(Stored data)
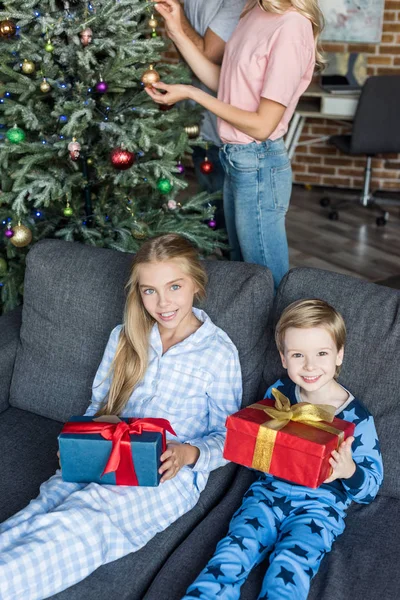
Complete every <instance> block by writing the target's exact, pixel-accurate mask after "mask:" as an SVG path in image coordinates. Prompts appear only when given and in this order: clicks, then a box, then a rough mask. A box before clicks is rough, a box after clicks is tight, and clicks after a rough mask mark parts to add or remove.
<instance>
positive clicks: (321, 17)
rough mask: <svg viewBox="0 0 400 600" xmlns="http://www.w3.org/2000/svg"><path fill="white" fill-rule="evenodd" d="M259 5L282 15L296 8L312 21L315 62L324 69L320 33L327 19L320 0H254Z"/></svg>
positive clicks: (308, 18) (307, 17)
mask: <svg viewBox="0 0 400 600" xmlns="http://www.w3.org/2000/svg"><path fill="white" fill-rule="evenodd" d="M256 4H258V6H259V7H260V8H261V9H262V10H264V11H265V12H273V13H277V14H279V15H282V14H283V13H284V12H286V11H287V10H288V9H289V8H294V9H295V10H297V12H299V13H300V14H301V15H304V16H305V17H307V19H309V20H310V21H311V24H312V28H313V34H314V41H315V62H316V67H317V69H318V70H320V71H322V70H323V68H324V66H325V64H326V61H325V59H324V56H323V52H322V48H321V43H320V35H321V33H322V30H323V28H324V26H325V19H324V15H323V14H322V11H321V9H320V7H319V5H318V0H253V6H255V5H256Z"/></svg>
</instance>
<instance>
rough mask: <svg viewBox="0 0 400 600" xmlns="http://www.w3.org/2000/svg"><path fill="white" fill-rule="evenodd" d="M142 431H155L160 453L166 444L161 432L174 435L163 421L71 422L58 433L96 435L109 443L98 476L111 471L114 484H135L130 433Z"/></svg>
mask: <svg viewBox="0 0 400 600" xmlns="http://www.w3.org/2000/svg"><path fill="white" fill-rule="evenodd" d="M143 431H155V432H159V433H161V434H162V451H163V452H165V450H166V448H167V442H166V439H165V432H166V431H168V432H169V433H172V435H176V433H175V431H174V430H173V429H172V427H171V424H170V422H169V421H167V419H127V420H126V421H120V422H119V423H107V422H106V421H84V422H82V421H81V422H79V421H76V422H75V421H71V422H68V423H65V425H64V427H63V428H62V430H61V433H93V434H94V433H99V434H100V435H101V436H102V437H103V438H105V439H106V440H111V441H112V448H111V453H110V456H109V457H108V461H107V464H106V466H105V469H104V471H103V473H102V474H101V475H102V476H103V475H105V474H106V473H113V472H114V471H115V478H116V484H117V485H139V483H138V479H137V475H136V471H135V465H134V464H133V459H132V452H131V438H130V436H131V434H139V435H140V434H141V433H143Z"/></svg>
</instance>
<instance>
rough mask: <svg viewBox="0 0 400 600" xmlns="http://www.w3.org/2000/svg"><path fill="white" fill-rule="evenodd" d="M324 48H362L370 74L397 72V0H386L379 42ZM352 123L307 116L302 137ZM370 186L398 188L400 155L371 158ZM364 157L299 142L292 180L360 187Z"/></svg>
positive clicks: (386, 73)
mask: <svg viewBox="0 0 400 600" xmlns="http://www.w3.org/2000/svg"><path fill="white" fill-rule="evenodd" d="M324 50H325V51H326V52H364V53H366V55H367V60H368V74H369V75H394V74H397V75H400V0H386V2H385V13H384V23H383V35H382V42H381V44H343V43H328V42H326V43H324ZM399 104H400V99H399ZM350 132H351V124H349V125H348V126H346V125H344V126H343V127H341V126H338V125H337V123H336V122H333V121H329V120H322V119H307V121H306V126H305V128H304V130H303V134H302V137H301V138H300V142H301V141H306V140H307V139H310V138H311V137H315V136H321V137H323V136H325V135H333V134H342V133H350ZM372 166H373V179H372V188H373V189H377V188H379V189H384V190H400V155H396V154H395V155H385V156H384V157H378V158H376V159H374V160H373V161H372ZM364 167H365V159H364V158H351V157H348V156H346V155H344V154H342V153H341V152H340V151H339V150H336V149H335V148H333V147H332V146H329V145H328V143H327V142H322V143H320V144H318V145H315V146H299V147H298V148H297V149H296V153H295V156H294V157H293V173H294V181H296V182H298V183H308V184H312V185H328V186H335V187H347V188H361V187H362V183H363V177H364Z"/></svg>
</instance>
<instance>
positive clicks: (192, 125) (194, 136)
mask: <svg viewBox="0 0 400 600" xmlns="http://www.w3.org/2000/svg"><path fill="white" fill-rule="evenodd" d="M184 129H185V132H186V133H187V135H188V137H189V138H190V139H192V138H195V137H199V134H200V127H199V126H198V125H187V126H186V127H185V128H184Z"/></svg>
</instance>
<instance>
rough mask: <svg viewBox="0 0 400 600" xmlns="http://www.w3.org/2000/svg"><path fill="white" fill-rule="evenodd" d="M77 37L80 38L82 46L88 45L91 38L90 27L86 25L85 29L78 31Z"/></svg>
mask: <svg viewBox="0 0 400 600" xmlns="http://www.w3.org/2000/svg"><path fill="white" fill-rule="evenodd" d="M79 37H80V38H81V44H82V46H88V45H89V44H91V42H92V40H93V31H92V30H91V29H90V27H86V29H84V30H83V31H81V32H80V34H79Z"/></svg>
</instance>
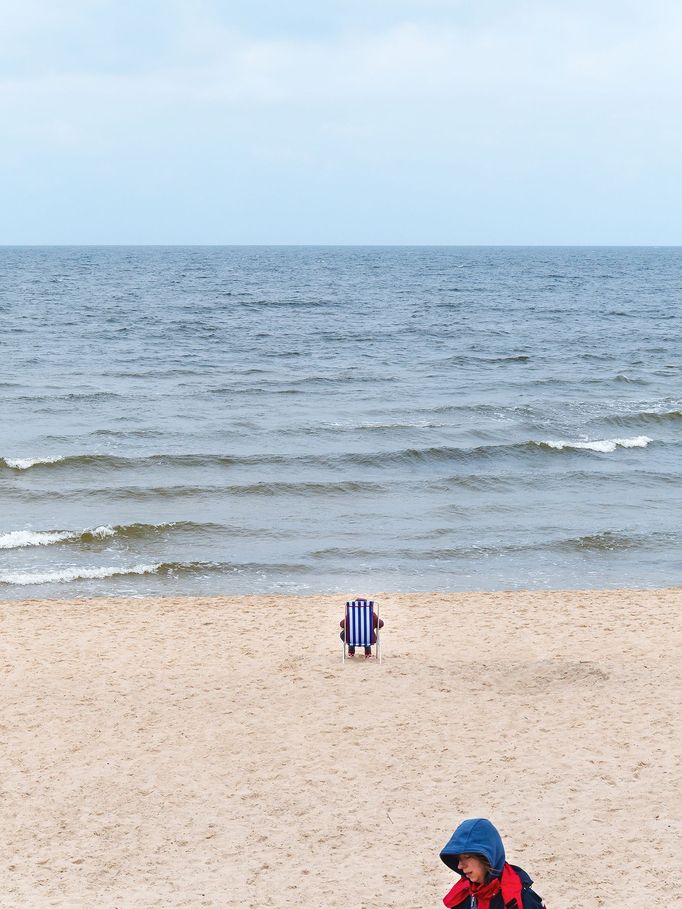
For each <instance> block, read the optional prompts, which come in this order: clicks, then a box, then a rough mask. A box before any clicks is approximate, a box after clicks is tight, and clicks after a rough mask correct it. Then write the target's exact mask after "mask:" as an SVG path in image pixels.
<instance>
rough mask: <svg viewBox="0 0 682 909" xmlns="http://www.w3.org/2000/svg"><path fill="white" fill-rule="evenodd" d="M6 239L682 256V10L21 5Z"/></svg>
mask: <svg viewBox="0 0 682 909" xmlns="http://www.w3.org/2000/svg"><path fill="white" fill-rule="evenodd" d="M0 49H1V52H0V243H3V244H24V243H29V244H30V243H323V244H327V243H377V244H385V243H386V244H392V243H398V244H411V243H415V244H430V243H438V244H479V243H480V244H565V243H567V244H573V243H576V244H593V243H594V244H601V243H603V244H640V243H641V244H682V180H680V171H681V163H680V162H682V117H681V116H680V106H681V101H682V3H680V2H679V0H649V2H648V3H646V4H645V3H642V2H641V0H637V2H634V0H591V2H583V0H528V2H518V0H310V2H308V0H289V2H283V0H234V2H229V0H194V2H191V0H136V2H127V0H59V2H56V0H21V2H19V0H0Z"/></svg>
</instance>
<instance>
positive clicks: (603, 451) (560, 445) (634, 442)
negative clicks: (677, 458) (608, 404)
mask: <svg viewBox="0 0 682 909" xmlns="http://www.w3.org/2000/svg"><path fill="white" fill-rule="evenodd" d="M650 442H653V439H651V438H650V437H649V436H635V437H634V438H631V439H594V440H593V441H591V442H590V441H587V442H577V441H568V442H567V441H565V440H559V441H555V442H552V441H544V442H535V443H533V444H535V445H537V446H538V447H540V448H549V449H553V450H555V451H563V450H564V449H567V448H568V449H574V450H577V451H597V452H600V453H603V454H610V453H611V452H613V451H615V450H616V448H646V447H647V445H648V444H649V443H650Z"/></svg>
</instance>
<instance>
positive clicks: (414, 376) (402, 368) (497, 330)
mask: <svg viewBox="0 0 682 909" xmlns="http://www.w3.org/2000/svg"><path fill="white" fill-rule="evenodd" d="M681 302H682V249H681V248H654V247H646V248H625V247H614V248H611V247H574V248H569V247H556V248H552V247H527V248H526V247H445V246H440V247H424V246H420V247H367V246H363V247H349V246H344V247H316V246H309V247H305V246H295V247H293V246H292V247H284V246H279V247H257V246H251V247H222V246H215V247H197V246H192V247H178V246H174V247H123V246H121V247H113V246H111V247H85V246H84V247H75V246H74V247H33V248H31V247H2V248H0V319H1V322H0V325H1V332H0V402H1V419H0V599H18V598H21V599H24V598H32V599H33V598H40V599H43V598H55V597H57V598H81V597H93V596H100V595H126V596H144V595H155V596H177V595H216V594H256V595H258V594H260V595H264V594H278V593H286V594H311V593H318V592H329V593H335V592H338V593H340V594H341V593H343V594H357V595H372V594H375V593H376V592H378V591H407V592H415V594H417V593H419V592H420V591H427V590H429V591H431V590H433V591H469V590H471V591H480V590H514V589H521V588H523V589H539V590H543V589H557V588H613V587H643V588H644V587H662V586H671V585H677V584H680V583H681V582H682V527H681V521H680V518H681V515H682V509H681V506H682V327H681V326H682V321H681V315H682V312H681V305H680V304H681Z"/></svg>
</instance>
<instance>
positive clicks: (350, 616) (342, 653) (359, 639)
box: [341, 599, 381, 664]
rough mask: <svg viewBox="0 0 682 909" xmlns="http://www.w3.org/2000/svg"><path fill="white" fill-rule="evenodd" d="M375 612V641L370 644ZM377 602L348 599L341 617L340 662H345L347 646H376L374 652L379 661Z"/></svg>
mask: <svg viewBox="0 0 682 909" xmlns="http://www.w3.org/2000/svg"><path fill="white" fill-rule="evenodd" d="M374 612H376V614H377V627H376V641H375V642H374V644H372V637H373V634H372V632H373V630H374V622H373V613H374ZM379 620H380V615H379V604H378V603H377V604H375V602H374V600H364V599H357V600H348V601H347V602H346V612H345V614H344V619H343V632H344V633H343V641H342V642H341V662H342V664H343V663H345V662H346V656H347V655H348V648H349V647H372V646H374V647H376V650H375V653H376V656H377V659H378V660H379V662H381V630H380V628H379Z"/></svg>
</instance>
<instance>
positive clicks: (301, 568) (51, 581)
mask: <svg viewBox="0 0 682 909" xmlns="http://www.w3.org/2000/svg"><path fill="white" fill-rule="evenodd" d="M307 570H308V568H307V566H305V565H302V564H266V563H243V564H232V563H215V562H156V563H152V564H141V565H131V566H109V567H104V566H102V567H98V568H77V567H69V568H59V569H55V570H53V571H35V570H34V571H1V572H0V584H6V585H16V586H21V587H25V586H29V585H35V584H66V583H70V582H72V581H98V580H106V579H107V578H114V577H126V576H134V575H165V576H168V577H177V576H180V575H198V576H203V577H206V576H208V575H211V574H215V573H228V572H229V573H239V572H251V573H253V572H256V573H258V572H259V573H261V574H264V573H268V572H272V573H275V574H296V573H300V572H305V571H307Z"/></svg>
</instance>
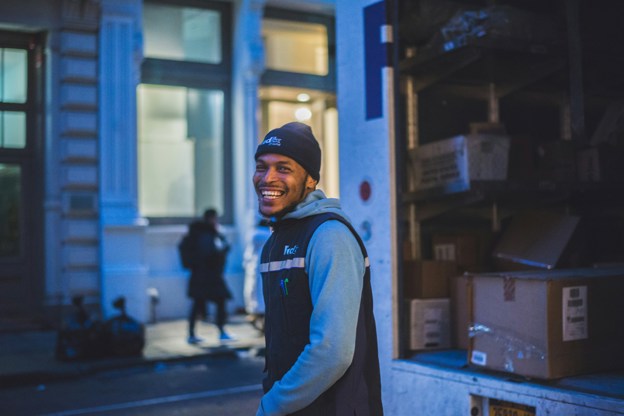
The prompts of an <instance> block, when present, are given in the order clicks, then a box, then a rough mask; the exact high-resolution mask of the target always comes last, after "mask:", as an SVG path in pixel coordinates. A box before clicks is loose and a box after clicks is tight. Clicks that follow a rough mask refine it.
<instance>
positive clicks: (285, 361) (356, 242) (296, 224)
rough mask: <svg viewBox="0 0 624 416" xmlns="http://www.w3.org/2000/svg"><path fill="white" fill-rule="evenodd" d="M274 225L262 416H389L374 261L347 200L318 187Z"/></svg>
mask: <svg viewBox="0 0 624 416" xmlns="http://www.w3.org/2000/svg"><path fill="white" fill-rule="evenodd" d="M274 228H275V230H276V231H275V232H274V235H273V236H272V238H271V239H269V241H268V242H267V244H266V245H265V248H264V251H263V255H262V264H261V271H262V272H263V290H264V297H265V303H266V326H265V329H266V341H267V345H266V348H267V352H266V360H267V370H268V376H267V379H266V380H265V385H264V386H265V395H264V396H263V398H262V401H261V405H260V407H259V409H258V412H257V415H288V414H302V415H303V414H320V413H319V411H320V410H319V409H322V411H323V414H324V415H325V414H327V415H330V414H347V412H349V413H348V414H370V415H380V414H382V410H381V397H380V385H379V383H380V382H379V364H378V356H377V338H376V332H375V325H374V318H373V315H372V293H371V289H370V273H369V272H368V258H366V257H365V253H366V251H365V249H364V247H363V245H362V244H361V241H360V240H359V237H356V235H355V232H354V231H353V229H352V228H351V226H350V223H349V220H348V219H347V216H346V215H345V213H344V212H343V211H342V209H341V207H340V203H339V201H338V200H337V199H331V198H327V197H326V196H325V195H324V193H323V192H322V191H320V190H316V191H314V192H312V193H310V194H309V195H308V196H307V197H306V198H305V199H304V200H303V201H302V202H301V203H300V204H299V205H297V207H296V208H295V209H294V210H293V211H292V212H290V213H288V214H287V215H285V216H284V217H283V218H281V219H280V220H279V221H277V222H275V223H274ZM352 390H353V391H352ZM362 407H364V408H366V410H365V411H364V412H362V413H360V411H359V410H358V409H359V408H362ZM356 410H358V411H357V413H356V412H355V411H356Z"/></svg>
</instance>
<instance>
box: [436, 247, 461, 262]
mask: <svg viewBox="0 0 624 416" xmlns="http://www.w3.org/2000/svg"><path fill="white" fill-rule="evenodd" d="M433 251H434V254H433V258H434V260H449V261H455V260H456V255H455V244H436V245H435V246H434V247H433Z"/></svg>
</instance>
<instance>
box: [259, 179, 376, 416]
mask: <svg viewBox="0 0 624 416" xmlns="http://www.w3.org/2000/svg"><path fill="white" fill-rule="evenodd" d="M323 213H334V214H337V215H339V216H341V217H342V218H345V219H347V221H348V218H347V216H346V215H345V213H344V212H343V211H342V209H341V207H340V202H339V201H338V200H337V199H333V198H327V197H326V196H325V194H324V193H323V192H322V191H321V190H316V191H313V192H311V193H310V194H309V195H308V196H307V197H306V198H305V199H304V200H303V201H302V202H301V203H300V204H299V205H297V206H296V207H295V209H294V210H293V211H291V212H290V213H288V214H287V215H285V216H284V217H283V218H282V219H281V220H286V219H301V218H305V217H308V216H312V215H318V214H323ZM305 272H306V274H307V275H308V284H309V288H310V295H311V300H312V305H313V311H312V316H311V320H310V343H309V344H308V345H307V346H306V347H305V348H304V350H303V351H302V353H301V354H300V355H299V358H298V359H297V361H296V362H295V364H294V365H293V366H292V367H291V368H290V370H289V371H287V372H286V374H284V376H283V377H282V378H281V380H279V381H277V382H275V383H274V384H273V386H272V388H271V389H270V390H269V391H268V392H267V393H266V394H265V395H264V396H263V398H262V401H261V404H260V407H259V409H258V412H257V415H258V416H260V415H271V416H273V415H275V416H277V415H287V414H289V413H293V412H295V411H297V410H300V409H302V408H304V407H306V406H307V405H309V404H310V403H312V402H313V401H314V400H315V399H316V398H317V397H318V396H320V395H321V394H322V393H323V392H324V391H326V390H327V389H328V388H330V387H331V386H332V385H334V384H335V383H336V381H337V380H338V379H340V377H341V376H342V375H343V374H344V373H345V372H346V370H347V369H348V368H349V366H350V365H351V362H352V360H353V355H354V351H355V338H356V337H355V335H356V324H357V320H358V313H359V308H360V302H361V294H362V288H363V277H364V272H365V264H364V257H363V255H362V251H361V249H360V246H359V244H358V242H357V240H356V238H355V236H354V235H353V234H352V233H351V231H350V230H349V229H348V228H347V226H346V225H344V224H343V223H341V222H340V221H326V222H324V223H322V224H321V225H320V226H319V227H318V228H317V229H316V231H315V232H314V234H313V235H312V238H311V240H310V242H309V244H308V249H307V252H306V254H305ZM337 317H340V319H337Z"/></svg>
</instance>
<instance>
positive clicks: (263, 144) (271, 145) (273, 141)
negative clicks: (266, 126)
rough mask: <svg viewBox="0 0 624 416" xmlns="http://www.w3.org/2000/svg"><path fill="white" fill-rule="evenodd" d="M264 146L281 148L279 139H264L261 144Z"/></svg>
mask: <svg viewBox="0 0 624 416" xmlns="http://www.w3.org/2000/svg"><path fill="white" fill-rule="evenodd" d="M265 144H266V145H267V146H281V145H282V139H280V138H279V137H275V136H271V137H268V138H266V139H264V141H263V142H262V143H261V145H265Z"/></svg>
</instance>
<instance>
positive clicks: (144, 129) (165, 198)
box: [138, 84, 224, 217]
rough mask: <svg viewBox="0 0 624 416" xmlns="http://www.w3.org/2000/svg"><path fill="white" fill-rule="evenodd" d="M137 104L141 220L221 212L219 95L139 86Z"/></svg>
mask: <svg viewBox="0 0 624 416" xmlns="http://www.w3.org/2000/svg"><path fill="white" fill-rule="evenodd" d="M138 100H139V114H140V117H139V120H138V121H139V176H140V177H141V178H143V181H142V185H143V186H142V187H141V189H140V191H139V192H140V194H139V199H140V205H141V207H142V213H143V215H145V216H148V217H171V216H174V217H192V216H195V215H196V214H197V213H200V212H203V210H204V209H206V208H207V207H216V208H217V209H219V210H220V212H223V208H224V207H223V200H224V192H223V181H222V172H223V156H224V143H223V92H222V91H218V90H203V89H195V88H186V87H172V86H162V85H148V84H143V85H141V86H140V87H139V93H138ZM197 181H200V183H196V182H197Z"/></svg>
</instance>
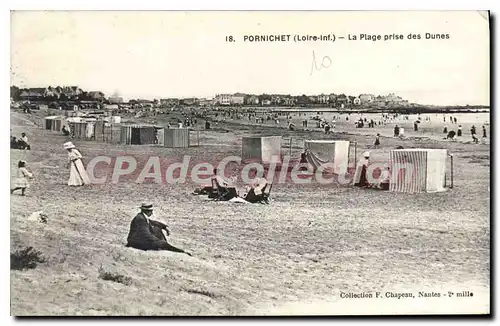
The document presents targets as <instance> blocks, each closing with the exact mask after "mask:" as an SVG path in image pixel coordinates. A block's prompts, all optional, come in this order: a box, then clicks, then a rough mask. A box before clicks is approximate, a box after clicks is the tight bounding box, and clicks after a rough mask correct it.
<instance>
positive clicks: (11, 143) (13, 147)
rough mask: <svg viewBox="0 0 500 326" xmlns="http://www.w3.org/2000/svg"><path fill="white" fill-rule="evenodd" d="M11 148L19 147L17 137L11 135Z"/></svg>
mask: <svg viewBox="0 0 500 326" xmlns="http://www.w3.org/2000/svg"><path fill="white" fill-rule="evenodd" d="M10 148H13V149H18V145H17V139H16V137H13V136H10Z"/></svg>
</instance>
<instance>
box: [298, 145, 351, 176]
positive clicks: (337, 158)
mask: <svg viewBox="0 0 500 326" xmlns="http://www.w3.org/2000/svg"><path fill="white" fill-rule="evenodd" d="M304 149H305V150H306V158H307V162H308V163H309V164H311V165H312V166H313V168H314V171H316V170H317V169H318V168H319V167H320V166H322V165H323V169H324V171H325V172H327V173H335V174H340V173H345V172H347V164H348V162H349V141H347V140H306V141H304ZM326 164H328V165H326ZM332 165H333V166H332Z"/></svg>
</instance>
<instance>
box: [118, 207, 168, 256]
mask: <svg viewBox="0 0 500 326" xmlns="http://www.w3.org/2000/svg"><path fill="white" fill-rule="evenodd" d="M148 220H149V223H148ZM166 228H167V226H166V225H165V224H163V223H161V222H158V221H155V220H152V219H147V218H146V216H144V214H143V213H139V214H137V215H136V216H135V217H134V219H133V220H132V222H131V223H130V232H129V234H128V237H127V247H133V248H137V249H141V250H160V249H168V248H169V247H170V245H169V244H168V242H167V241H166V239H165V236H164V235H163V232H162V230H164V229H166Z"/></svg>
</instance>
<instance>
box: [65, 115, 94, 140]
mask: <svg viewBox="0 0 500 326" xmlns="http://www.w3.org/2000/svg"><path fill="white" fill-rule="evenodd" d="M70 124H71V126H72V127H73V135H74V137H75V138H77V139H89V140H90V139H93V138H94V139H95V124H96V122H95V121H85V120H81V121H70Z"/></svg>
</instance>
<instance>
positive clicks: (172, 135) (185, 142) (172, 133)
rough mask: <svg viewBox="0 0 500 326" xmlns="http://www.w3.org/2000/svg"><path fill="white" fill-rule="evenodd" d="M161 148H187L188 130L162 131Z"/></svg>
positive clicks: (187, 143)
mask: <svg viewBox="0 0 500 326" xmlns="http://www.w3.org/2000/svg"><path fill="white" fill-rule="evenodd" d="M163 139H164V140H163V146H165V147H169V148H182V147H189V145H190V139H189V129H187V128H171V129H170V128H165V129H163Z"/></svg>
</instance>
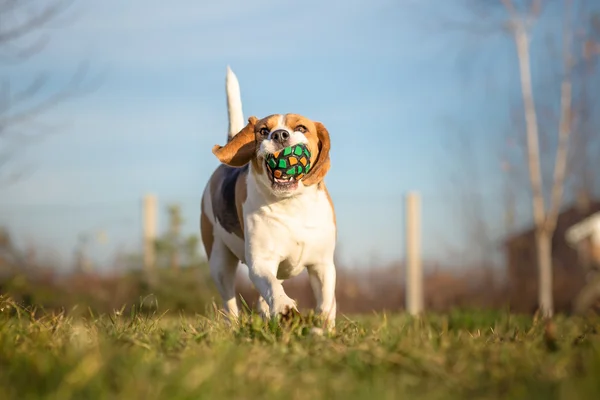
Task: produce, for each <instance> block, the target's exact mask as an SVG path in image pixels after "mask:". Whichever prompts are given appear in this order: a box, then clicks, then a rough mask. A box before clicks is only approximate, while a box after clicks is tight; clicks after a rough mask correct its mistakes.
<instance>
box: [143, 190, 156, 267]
mask: <svg viewBox="0 0 600 400" xmlns="http://www.w3.org/2000/svg"><path fill="white" fill-rule="evenodd" d="M156 233H157V201H156V196H154V195H151V194H147V195H145V196H144V199H143V200H142V240H143V246H144V268H145V269H146V270H147V271H149V270H152V269H154V265H155V262H156V249H155V242H156Z"/></svg>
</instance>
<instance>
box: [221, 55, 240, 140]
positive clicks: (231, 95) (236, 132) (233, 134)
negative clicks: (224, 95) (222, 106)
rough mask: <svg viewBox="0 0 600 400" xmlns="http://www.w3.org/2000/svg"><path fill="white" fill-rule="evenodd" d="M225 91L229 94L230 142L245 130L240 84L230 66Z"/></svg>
mask: <svg viewBox="0 0 600 400" xmlns="http://www.w3.org/2000/svg"><path fill="white" fill-rule="evenodd" d="M225 90H226V92H227V114H228V116H229V132H228V134H227V141H230V140H231V139H233V137H234V136H235V135H236V134H237V133H238V132H239V131H241V130H242V129H243V128H244V113H243V112H242V96H241V94H240V84H239V82H238V80H237V77H236V76H235V74H234V73H233V71H232V70H231V68H229V66H227V75H226V76H225Z"/></svg>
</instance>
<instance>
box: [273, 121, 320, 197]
mask: <svg viewBox="0 0 600 400" xmlns="http://www.w3.org/2000/svg"><path fill="white" fill-rule="evenodd" d="M284 124H285V126H286V127H288V128H289V129H290V130H291V131H295V130H296V128H297V127H298V126H299V125H304V127H305V128H306V129H307V131H306V132H305V133H304V135H305V136H306V138H307V139H308V148H309V150H310V152H311V157H310V164H311V170H310V172H309V173H308V174H306V176H305V177H303V180H302V182H303V183H304V185H306V186H310V185H314V184H316V183H319V182H321V181H322V180H323V178H325V175H327V172H328V171H329V167H330V166H331V161H330V159H329V149H330V148H331V142H330V139H329V132H328V131H327V129H326V128H325V126H324V125H323V124H322V123H320V122H315V121H311V120H310V119H308V118H306V117H303V116H302V115H298V114H286V115H285V117H284ZM300 161H301V162H302V160H300Z"/></svg>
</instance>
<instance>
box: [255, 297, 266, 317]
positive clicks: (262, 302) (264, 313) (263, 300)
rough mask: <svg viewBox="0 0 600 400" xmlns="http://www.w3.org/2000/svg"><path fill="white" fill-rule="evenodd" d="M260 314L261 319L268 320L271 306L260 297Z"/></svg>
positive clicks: (259, 305) (258, 299) (259, 303)
mask: <svg viewBox="0 0 600 400" xmlns="http://www.w3.org/2000/svg"><path fill="white" fill-rule="evenodd" d="M257 308H258V312H259V313H260V315H261V317H263V318H265V319H268V318H269V305H268V304H267V301H266V300H265V299H264V297H262V296H260V295H259V296H258V305H257Z"/></svg>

### About this task
Find every line in the rows above that contains the string "negative", matching case, and copy each one.

### Exercise response
negative clicks: (677, 458) (608, 404)
negative clicks: (266, 126)
negative clicks: (224, 95) (222, 106)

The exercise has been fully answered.